■ **Assigned task A**:
Name every object and material that the article about physicist Sidney Nagel says he used to illustrate his work.
■ **Assigned task B**:
In the article about physicist Sidney Nagel, reproduce the passage from "Nagel produced some" up to and including "would flow again.".
■ **Assigned task C**:
Write the next part of the article about physicist Sidney Nagel, beginning right after its last sentence.

■ **Page extract**:
★ ★ ★ ★ ★ ★ ★

Dr. Sidney Nagel, a University of Chicago physicist and Kenwood resident, has won the 2023 American Physical Society Medal for Exceptional Achievement in Research for his work in soft matter physics.
"All we really know about in physics well is what the properties of a system that's in thermal equilibrium are," he said. "If you took a box of gas and you let it sit there for awhile, after awhile I could tell you everything that you want to know about the box and then some. I could bore you stiff with all the properties. Why? Because it's in thermal equilibrium."
But few things are in thermal equilibrium. The atmosphere, with its fluctuations of weather and climate, isn't. People who are in equilibrium would be dead.
A glass of water or a solid is in equilibrium; external contact will not change its density. But Nagel illustrated his work via a cylinder filled with sand with a funnel at the bottom; when he struck it, the sand flowed through the funnel.
"Here is something that is so trivial: a sandpile. Yet it's behaving in ways that are so counterintuitive to all that we've learned about how to treat solids, because solids and liquids are typically in equilibrium, and here is a system which is blatantly out of equilibrium. And because of that, you don't even really know what the tools are that you need to describe the behavior," he said.
Nagel produced some mustard seeds and asked how it would flow. When the surface they're on is tilted, they flow like a liquid, but they can jam a funnel, which liquids wouldn't do. But if the funnel is shaken, they would flow again.

★ ★ ★ ★ ★ ★ ★

■ **Data extract**:
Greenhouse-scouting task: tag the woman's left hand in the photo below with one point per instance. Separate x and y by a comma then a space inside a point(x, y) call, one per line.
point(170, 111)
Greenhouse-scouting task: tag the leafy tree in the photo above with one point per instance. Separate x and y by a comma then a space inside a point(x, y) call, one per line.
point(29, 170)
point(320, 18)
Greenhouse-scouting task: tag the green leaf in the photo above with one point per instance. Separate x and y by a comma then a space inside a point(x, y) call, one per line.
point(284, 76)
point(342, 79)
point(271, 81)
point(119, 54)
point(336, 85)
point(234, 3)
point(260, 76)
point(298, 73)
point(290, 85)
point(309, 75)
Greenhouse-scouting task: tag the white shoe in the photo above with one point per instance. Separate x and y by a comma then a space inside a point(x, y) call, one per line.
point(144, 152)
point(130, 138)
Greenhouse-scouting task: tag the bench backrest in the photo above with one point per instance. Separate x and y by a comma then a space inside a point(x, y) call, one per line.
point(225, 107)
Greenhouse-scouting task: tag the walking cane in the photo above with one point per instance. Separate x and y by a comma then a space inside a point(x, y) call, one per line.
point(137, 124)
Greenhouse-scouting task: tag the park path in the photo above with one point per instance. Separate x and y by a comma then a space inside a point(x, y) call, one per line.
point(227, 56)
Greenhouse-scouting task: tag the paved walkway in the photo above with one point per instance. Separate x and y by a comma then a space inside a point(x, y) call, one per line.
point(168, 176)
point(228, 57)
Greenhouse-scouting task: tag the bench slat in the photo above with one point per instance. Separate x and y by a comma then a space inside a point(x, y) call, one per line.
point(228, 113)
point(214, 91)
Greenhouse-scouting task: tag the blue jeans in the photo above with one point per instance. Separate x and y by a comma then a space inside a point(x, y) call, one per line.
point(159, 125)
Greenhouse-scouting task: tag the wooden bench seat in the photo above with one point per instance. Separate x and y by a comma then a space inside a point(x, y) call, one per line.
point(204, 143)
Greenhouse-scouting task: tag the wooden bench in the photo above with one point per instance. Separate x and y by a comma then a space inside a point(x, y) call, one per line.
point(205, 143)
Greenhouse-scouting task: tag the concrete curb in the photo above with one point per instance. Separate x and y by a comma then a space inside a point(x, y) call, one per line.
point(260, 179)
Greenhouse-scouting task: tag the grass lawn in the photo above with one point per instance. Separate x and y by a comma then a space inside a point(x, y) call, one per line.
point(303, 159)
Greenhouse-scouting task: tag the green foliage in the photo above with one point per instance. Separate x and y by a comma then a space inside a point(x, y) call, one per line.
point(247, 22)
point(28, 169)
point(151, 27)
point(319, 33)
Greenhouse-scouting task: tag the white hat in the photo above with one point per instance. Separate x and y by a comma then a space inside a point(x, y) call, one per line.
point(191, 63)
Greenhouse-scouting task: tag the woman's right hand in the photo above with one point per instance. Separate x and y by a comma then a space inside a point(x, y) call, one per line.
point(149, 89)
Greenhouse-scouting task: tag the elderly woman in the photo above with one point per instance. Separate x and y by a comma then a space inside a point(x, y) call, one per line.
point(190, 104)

★ ★ ★ ★ ★ ★ ★

■ **Exercise output A**:
A cylinder, sand, a funnel, mustard seeds

■ **Exercise output B**:
Nagel produced some mustard seeds and asked how it would flow. When the surface they're on is tilted, they flow like a liquid, but they can jam a funnel, which liquids wouldn't do. But if the funnel is shaken, they would flow again.

■ **Exercise output C**:
"Much of our research is not geared particularly towards applications. But as with so many things in science, if you find something that's interesting, it turns out that it does have applications of some kind," he said. "Every industry that uses powders, and factories of granules and powders, you have jamming all the time. You're trying to get powder from one side of the factory floor to another, and what do you see? Coming in, you see a lot of dents. Why? Because it got stuck in there, and someone took a hammer and dashed it, trying to get it to flow again."
He has also researched splashes — in terms of how liquid droplets splash in different amounts of air, for instance — which has applications to pharmaceuticals, wherein it's important that things do not contaminate each other.
Nagel has also researched why dried liquid stains, like coffee stains, have a darker ring at their perimeter — away from the point of impact at the center of the stain. That has had applications to medical testing, like testing a drop of blood from someone with diabetes.
"First you have to recognize this problem, then you have to understand the physics behind it, and only then can you control for it," he said.
Nagel thanked his students for their work during experiments and the university for its support.
"It wasn't what people particularly thought was important to physics, but yet the university, my physics department and institute really supported me in doing this," he said. "I don't think many universities would have felt this way about that kind of stuff. They would have dismissed it as not important, not relevant research."